In this study, we collected the residuals data statistically in four months: January, April, July, and October in 2021. These months were characterized by quiet conditions, free from major geomagnetic storms or disturbances. Figure 5 illustrates the distribution of the residuals observed in the local ionospheric model. Notably, the residuals exhibit a Laplace distribution which is represented by the probability density function (red lines). The Laplace distribution is a double exponential distribution, centred in the middle and has fatter tails compared to the normal distribution.

Fig. 5

Distributions of the ionospheric residuals in logarithm scale processed in four months in 2021. The red lines are the probability density function of Laplace distribution within -5 to 5 TECU of residuals

Empirical rule for Laplace distribution.

The empirical rule, also known as the “68–95-99.7” rule or the “three-sigma” rule, is a statistical guideline for a normal distribution. This rule was originally introduced and discovered by Abraham de Moivre in 1733 (Glen 2023). It is predicted that 68% of observations will fall within the first standard deviation (µ ± σ); 95% within the first two standard deviations (µ ± 2σ); and 99.7% within the first three standard deviations (µ ± 3σ).

The Laplace distribution has heavier tails than the normal distribution. Therefore, the empirical rule does not directly apply to the Laplace distribution. We calculate the percentile function of Laplace distribution as follows.

The function of the Laplace distribution is:

$$f\left( {x{|}\mu ,b} \right) = \frac{1}{2b}{\text{exp}}\left( { - \frac{{\left| {x - \mu } \right|}}{b}} \right)$$

(8)

where μ is the location parameter which is the median of data; b is scale parameter, sometimes referred to as the "diversity”. In this distribution, b is the medium absolute deviation (MAD), which is calculated as:

$$b = MAD = median\left( {\left| {x_{i} - median\left( x \right)} \right|} \right)$$

(9)

The percentile function of Laplace distribution is: \(\mu + bln\left( {2F} \right)\) for \({\text{F}} \le \frac{1}{2}\).

• \({\text{Percentile function 2F }} = { 5}\% :{\text{ the quantile is}}\;bln\left( {0.05} \right) = \mu + 3b\)

• \({\text{Percentile function 2F }} = { 3}\% :{\text{ the quantile is}}\;bln\left( {0.03} \right) = \mu + 3.5b\)

• \({\text{Percentile function 2F }} = \, 0.{3}\% :{\text{ the quantile is}}\;bln\left( {0.003} \right) = \mu + 5.8b\)

Based on this calculation, the thresholds of μ ± 3b, μ ± 3.5b, and μ ± 5.8b are used to remove outliers and ensure that at least 95%, 97%, or 99.7% of the data falls within the thresholds, respectively. For brevity, we will refer to these thresholds as 3b, 3.5b, and 5.8b.

- Data segment -

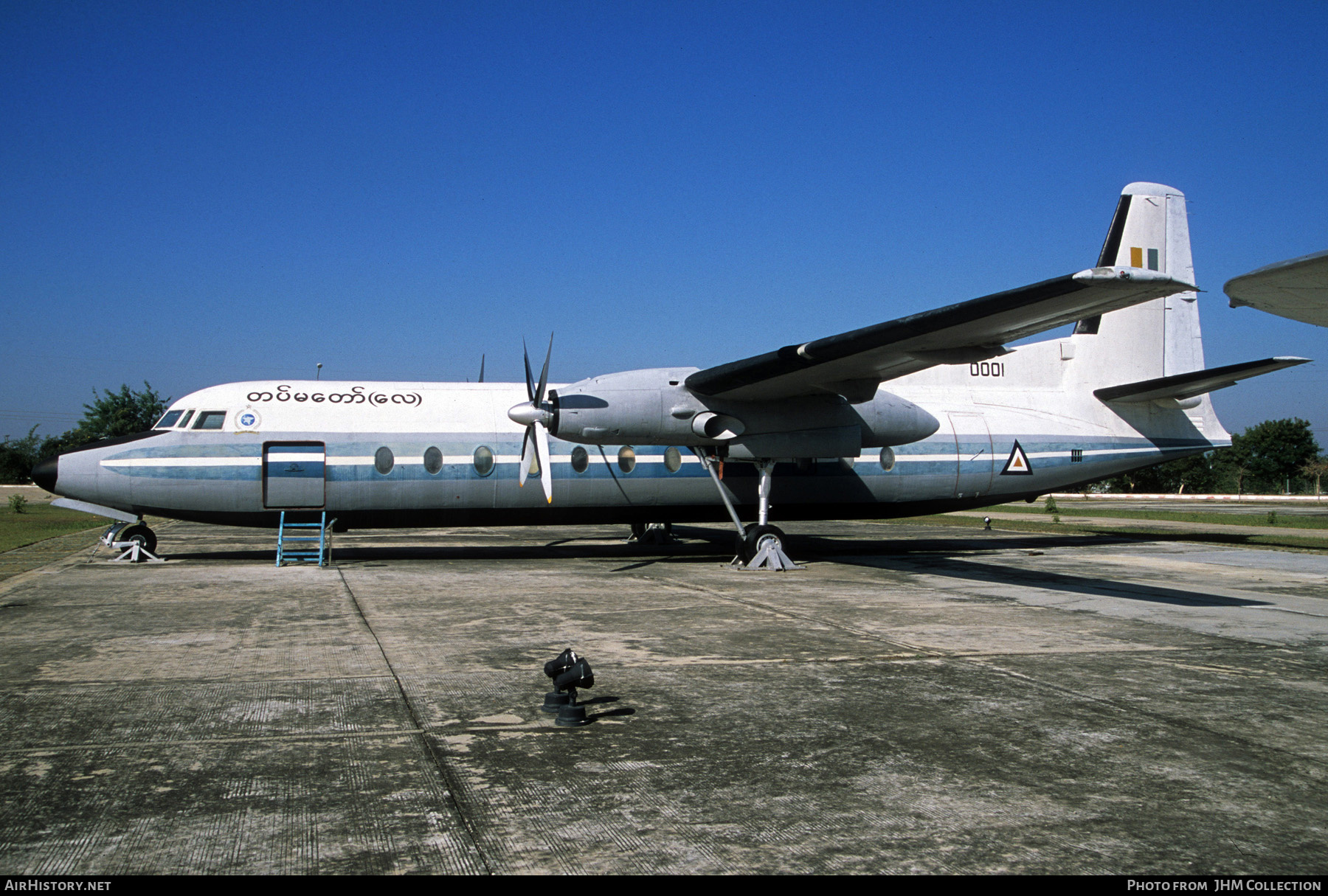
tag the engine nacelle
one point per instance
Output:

- Task instructions -
1. Answer these questions using the ionospheric residuals text:
(a) In which four months of 2021 were the residuals collected?
(b) Who introduced the empirical rule, and in what year?
(c) What do the red lines in the residual distributions represent?
2. Write the next part of the ionospheric residuals text, starting after its final sentence.
The listing comes from a separate source and has no connection to the ionospheric residuals text.

- Results for each task -
1.
(a) January, April, July, and October.
(b) Abraham de Moivre, in 1733.
(c) The probability density function of the Laplace distribution.

2.
In practical terms, the ionosphere exhibits daily variations, with electron density levels typically higher during the day and lower at night. To account for these variations, we collected data for each hour throughout the day to ensure comprehensive coverage. Figure 6 shows the distribution of residuals for each hour over 30 days in January 2021. This process was repeated for the remaining three months in 2021, representing the four seasons, in the region. The scale parameter, represented as b, of residuals varies over time. As shown in Fig. 6, the shapes of the distributions change throughout the day, with varying b values observed in each subfigure. The vertical dash lines in red, cyan, and black represent the corresponding thresholds of 3b, 3.5b and 5.8b, respectively. For further analysis, we selected the 3.5b threshold, for the retention of approximately 97% of the data, to construct the ionospheric models. By selecting this threshold, we attempted to strike a balance between retaining a substantial amount of data for the ionospheric model yet mitigating the impact of outliers on the model accuracy.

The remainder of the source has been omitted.